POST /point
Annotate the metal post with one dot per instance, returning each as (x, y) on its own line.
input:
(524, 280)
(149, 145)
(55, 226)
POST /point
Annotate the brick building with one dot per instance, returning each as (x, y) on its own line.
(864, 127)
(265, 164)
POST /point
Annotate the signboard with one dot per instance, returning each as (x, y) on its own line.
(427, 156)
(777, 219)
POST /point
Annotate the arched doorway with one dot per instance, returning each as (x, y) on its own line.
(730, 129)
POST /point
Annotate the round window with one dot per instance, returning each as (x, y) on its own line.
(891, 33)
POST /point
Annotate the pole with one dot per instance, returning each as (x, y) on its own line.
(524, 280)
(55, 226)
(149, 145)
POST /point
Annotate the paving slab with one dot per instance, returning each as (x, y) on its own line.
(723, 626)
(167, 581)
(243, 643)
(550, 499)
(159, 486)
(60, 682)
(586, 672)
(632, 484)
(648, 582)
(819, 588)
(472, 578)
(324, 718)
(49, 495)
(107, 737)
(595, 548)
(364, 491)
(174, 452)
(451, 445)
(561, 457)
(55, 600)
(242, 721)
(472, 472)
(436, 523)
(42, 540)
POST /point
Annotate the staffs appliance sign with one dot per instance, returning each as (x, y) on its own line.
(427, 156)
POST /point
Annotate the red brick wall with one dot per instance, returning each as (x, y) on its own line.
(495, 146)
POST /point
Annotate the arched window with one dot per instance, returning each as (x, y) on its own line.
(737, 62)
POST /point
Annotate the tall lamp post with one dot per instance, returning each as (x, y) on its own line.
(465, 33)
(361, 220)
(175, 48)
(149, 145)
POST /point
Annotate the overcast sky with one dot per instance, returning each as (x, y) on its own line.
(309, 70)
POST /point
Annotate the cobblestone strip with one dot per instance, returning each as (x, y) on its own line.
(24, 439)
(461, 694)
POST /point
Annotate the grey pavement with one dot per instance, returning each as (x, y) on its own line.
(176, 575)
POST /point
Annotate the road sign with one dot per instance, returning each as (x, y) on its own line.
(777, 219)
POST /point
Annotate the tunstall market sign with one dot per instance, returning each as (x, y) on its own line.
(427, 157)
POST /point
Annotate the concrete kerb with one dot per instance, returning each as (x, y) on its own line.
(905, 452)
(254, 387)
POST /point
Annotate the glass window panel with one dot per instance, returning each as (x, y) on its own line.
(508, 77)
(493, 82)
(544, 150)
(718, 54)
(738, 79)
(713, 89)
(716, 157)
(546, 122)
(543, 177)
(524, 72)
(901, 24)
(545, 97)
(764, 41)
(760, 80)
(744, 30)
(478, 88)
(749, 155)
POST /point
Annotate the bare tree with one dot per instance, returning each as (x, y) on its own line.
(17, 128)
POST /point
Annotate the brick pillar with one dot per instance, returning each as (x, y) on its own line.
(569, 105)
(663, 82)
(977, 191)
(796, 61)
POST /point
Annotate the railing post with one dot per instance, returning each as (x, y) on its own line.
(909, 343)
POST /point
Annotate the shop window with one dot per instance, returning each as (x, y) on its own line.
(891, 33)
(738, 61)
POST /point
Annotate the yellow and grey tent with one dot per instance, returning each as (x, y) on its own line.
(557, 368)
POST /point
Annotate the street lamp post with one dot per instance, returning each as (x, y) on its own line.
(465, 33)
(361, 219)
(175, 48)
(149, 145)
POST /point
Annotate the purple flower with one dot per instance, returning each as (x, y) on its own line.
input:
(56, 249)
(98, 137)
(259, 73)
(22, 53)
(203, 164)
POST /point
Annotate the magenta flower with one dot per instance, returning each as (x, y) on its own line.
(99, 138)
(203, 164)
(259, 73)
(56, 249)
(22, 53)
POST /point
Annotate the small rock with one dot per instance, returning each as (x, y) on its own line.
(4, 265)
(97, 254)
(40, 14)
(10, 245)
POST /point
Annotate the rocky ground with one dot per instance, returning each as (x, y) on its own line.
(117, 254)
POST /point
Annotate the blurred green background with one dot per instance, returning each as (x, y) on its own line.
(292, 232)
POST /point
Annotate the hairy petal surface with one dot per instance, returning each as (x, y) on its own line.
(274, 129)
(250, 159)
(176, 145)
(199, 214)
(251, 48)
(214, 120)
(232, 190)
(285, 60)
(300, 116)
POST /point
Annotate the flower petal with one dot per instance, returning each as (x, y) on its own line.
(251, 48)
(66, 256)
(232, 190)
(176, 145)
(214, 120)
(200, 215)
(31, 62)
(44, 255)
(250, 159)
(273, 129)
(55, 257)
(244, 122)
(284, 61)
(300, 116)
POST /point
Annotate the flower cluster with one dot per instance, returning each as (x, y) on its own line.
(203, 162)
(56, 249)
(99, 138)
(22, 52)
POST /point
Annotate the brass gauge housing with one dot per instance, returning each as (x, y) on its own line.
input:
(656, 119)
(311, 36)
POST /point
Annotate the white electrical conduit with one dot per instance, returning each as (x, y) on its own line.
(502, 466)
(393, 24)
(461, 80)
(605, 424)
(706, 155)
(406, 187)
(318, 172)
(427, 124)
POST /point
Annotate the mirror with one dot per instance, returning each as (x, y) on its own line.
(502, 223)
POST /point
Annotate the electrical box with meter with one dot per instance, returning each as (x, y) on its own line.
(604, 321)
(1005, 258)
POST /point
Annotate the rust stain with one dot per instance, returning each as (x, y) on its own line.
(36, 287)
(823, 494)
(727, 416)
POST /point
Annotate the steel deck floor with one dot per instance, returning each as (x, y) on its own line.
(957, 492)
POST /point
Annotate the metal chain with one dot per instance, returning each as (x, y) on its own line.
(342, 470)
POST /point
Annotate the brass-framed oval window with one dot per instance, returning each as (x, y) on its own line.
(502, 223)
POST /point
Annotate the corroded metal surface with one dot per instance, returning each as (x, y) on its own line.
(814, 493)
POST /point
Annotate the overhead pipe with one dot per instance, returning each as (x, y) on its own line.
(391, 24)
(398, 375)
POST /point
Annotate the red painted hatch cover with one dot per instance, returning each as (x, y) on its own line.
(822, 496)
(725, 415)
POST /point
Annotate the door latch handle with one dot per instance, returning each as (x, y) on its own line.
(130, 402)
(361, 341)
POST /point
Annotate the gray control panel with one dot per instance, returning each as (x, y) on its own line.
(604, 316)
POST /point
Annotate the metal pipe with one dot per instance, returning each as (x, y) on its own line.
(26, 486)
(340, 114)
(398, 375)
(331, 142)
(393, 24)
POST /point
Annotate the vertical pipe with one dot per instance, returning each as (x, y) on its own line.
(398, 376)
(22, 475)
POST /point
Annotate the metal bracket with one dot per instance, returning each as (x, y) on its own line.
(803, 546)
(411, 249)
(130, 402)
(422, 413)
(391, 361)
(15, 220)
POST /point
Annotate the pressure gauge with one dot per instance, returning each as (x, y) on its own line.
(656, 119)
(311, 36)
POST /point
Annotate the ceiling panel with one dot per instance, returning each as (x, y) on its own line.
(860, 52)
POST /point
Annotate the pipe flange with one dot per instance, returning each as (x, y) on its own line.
^^^^^^^^
▶ Task directions: From the first line to the last, return the data exactly.

▶ Response:
POST /point
Annotate the metal post with one dot per instance, returning each as (x, y) on its own line.
input:
(524, 280)
(149, 145)
(55, 226)
POST /point
Annotate the brick building with one dot per instance, returning each as (x, y) on its own line.
(864, 127)
(265, 164)
POST /point
Annotate the signboard with one dot per instance, returning each as (x, y) on its own line.
(427, 156)
(777, 219)
POST /point
Annotate the arched doorway with one dot per instance, returning each as (x, y) on its own line.
(730, 129)
POST /point
Annotate the round window with one dot per instance, returning each as (x, y) on its own line.
(891, 33)
POST /point
Annotate the pole with one dot per instance, returning each as (x, y) on its own line.
(524, 280)
(55, 226)
(149, 145)
POST /point
Annotate the paving slab with one dot per instance, returning each as (x, y) on its own line.
(723, 626)
(167, 581)
(243, 643)
(550, 499)
(159, 486)
(60, 682)
(586, 672)
(632, 484)
(648, 582)
(819, 588)
(472, 578)
(324, 718)
(49, 495)
(107, 737)
(595, 548)
(364, 491)
(174, 452)
(451, 445)
(561, 457)
(55, 600)
(242, 721)
(472, 472)
(436, 523)
(42, 540)
POST /point
Annotate the staffs appliance sign with one dot per instance, returning each as (x, y) on its own line.
(427, 156)
POST /point
Annotate the red brick wall with one dot per instance, returning each as (x, y) on its own line.
(495, 146)
POST /point
Annotate the arched window with one dot per instance, returning each as (x, y) on its own line.
(737, 62)
POST /point
Annotate the tall lamp post with one dot per instance, returning each as (x, y) on its own line.
(465, 33)
(361, 220)
(175, 48)
(149, 145)
POST /point
Annotate the overcast sky with one dot per instance, returning each as (x, y) on its own line.
(309, 70)
POST /point
Annotate the cobblestone strip with one dot per instance, returning each as (x, y) on its own line.
(24, 439)
(461, 694)
POST /point
Annotate the grey pavement with one dot per instance, returning each as (x, y) on its own line.
(176, 575)
POST /point
Annotate the road sign with one dot per instance, returning each as (x, y) on its own line.
(777, 219)
POST /point
Annotate the tunstall market sign with one dot per instance, returning each as (x, y) on its own line.
(427, 157)
POST /point
Annotate the concrete kerb with one dot per instance, returning each as (x, y) on its own line.
(905, 452)
(254, 387)
POST /point
Annotate the glass window panel with one dot per instance, returning each as (x, y) on its own line.
(508, 77)
(493, 82)
(544, 150)
(718, 54)
(738, 79)
(713, 89)
(716, 157)
(546, 122)
(543, 177)
(524, 72)
(901, 24)
(545, 97)
(764, 41)
(760, 80)
(744, 30)
(478, 88)
(749, 155)
POST /point
Annotate the bare tree with one dot per instance, returning each as (x, y) on its own line.
(17, 128)
POST /point
Annotate the brick pillar with one dot per instance, returning each as (x, y) on its own line.
(569, 105)
(663, 82)
(977, 191)
(796, 61)
POST /point
Annotate the railing post with one dot per instance, returning each as (x, y) on its own line.
(909, 343)
POST /point
Annotate the shop window with one dot per instance, returning each as (x, y) on its own line.
(891, 33)
(738, 61)
POST /point
Annotate the yellow and grey tent with one dot per instance, returning each as (x, y) on its own line.
(557, 368)
POST /point
Annotate the street lamp post with one dot per instance, returning each as (x, y) on its own line.
(465, 33)
(361, 219)
(175, 48)
(149, 145)
POST /point
Annotate the purple flower with one dot per instance, returning each as (x, y) on its own line.
input:
(56, 249)
(98, 137)
(259, 73)
(22, 53)
(203, 164)
POST /point
Annotate the magenta flower with one dot per instance, returning each as (x, y) on its own line.
(99, 138)
(203, 164)
(259, 73)
(56, 249)
(22, 53)
POST /point
Annotate the small rock with one dot per instance, returning each as (x, y) on its own line.
(4, 265)
(97, 254)
(40, 14)
(10, 245)
POST /point
Annotate the rocky ground with one dot per instance, returning each as (x, y) on its own line.
(117, 254)
POST /point
Annotate the blurred green background with one dot per instance, returning each as (x, y) on its own line.
(292, 232)
POST /point
Annotate the hairy petal surface with one dot per instance, returning each as (x, y) on its own line.
(274, 129)
(250, 159)
(176, 145)
(199, 214)
(251, 48)
(214, 120)
(232, 190)
(285, 60)
(300, 116)
POST /point
Annotate the flower petal with one dot per instance, returning each as (x, y) on its own line.
(251, 48)
(66, 256)
(232, 190)
(176, 145)
(214, 120)
(200, 215)
(31, 62)
(44, 255)
(250, 159)
(273, 129)
(55, 257)
(244, 122)
(284, 61)
(300, 116)
POST /point
Annotate the flower cluster with one dot per instance, returning each as (x, y) on its own line.
(203, 162)
(56, 249)
(99, 138)
(22, 52)
POST /point
Annotate the brass gauge housing with one dot per instance, returning each as (x, y) on its own line.
input:
(656, 119)
(311, 36)
POST /point
Annotate the white electrical conduit with one dot per instance, returning each as (x, y) on its own line.
(502, 466)
(393, 24)
(461, 80)
(605, 424)
(706, 155)
(406, 187)
(318, 172)
(427, 124)
POST /point
Annotate the mirror with one dot per instance, returning each as (x, y) on its own line.
(502, 223)
POST /point
Annotate the electrical box with meter with one dot per instance, returning each as (x, y) on its own line.
(604, 321)
(1005, 258)
POST /point
Annotate the rust stain with one dot per instance, returning each as (x, y) on its own line.
(36, 287)
(823, 494)
(727, 416)
POST /point
Annotate the steel deck floor with one dot per instance, returning each as (x, y) on its own line.
(957, 492)
POST /point
Annotate the metal chain with one dot per instance, returning each as (x, y) on its own line.
(342, 470)
POST /point
Annotate the brass-framed oval window with one dot per instance, returning each as (x, y) on its own line.
(502, 223)
POST /point
Annotate the corroded metal surface with one dot per instance, returning each as (x, y) on its own line.
(814, 493)
POST /point
Annotate the overhead pipe with one dot per instance, returning each as (x, y) on its own line.
(391, 24)
(398, 375)
POST /point
Annotate the red painted hatch cover with one dot per instance, returning each as (x, y) on its own line.
(822, 496)
(725, 415)
POST /point
Annotate the door latch handle with one dot per instance, returning each as (x, y) on its own line.
(130, 402)
(361, 341)
POST /point
Annotate the gray control panel with one dot per instance, returning each as (x, y) on its own line.
(604, 316)
POST /point
Annotate the metal pipe with one dot per instance, returning each as (x, y) on its own line.
(26, 486)
(340, 114)
(398, 375)
(331, 142)
(393, 24)
POST /point
Annotate the vertical pipe with one dot per instance, returning each as (x, y) on its own line.
(398, 376)
(22, 475)
POST /point
Annotate the metal bracket with one dot per instance, returning each as (x, y) on its own line.
(803, 546)
(411, 249)
(130, 402)
(422, 413)
(391, 361)
(15, 220)
POST /point
Annotate the pressure gauge with one dot per instance, returning each as (x, y) on its own line.
(656, 119)
(311, 36)
POST /point
Annotate the ceiling panel with one dot per instance, returning each as (x, y) on its own line.
(860, 52)
POST /point
Annotate the pipe flange with one dot per instance, returning each as (x, y) on its own line.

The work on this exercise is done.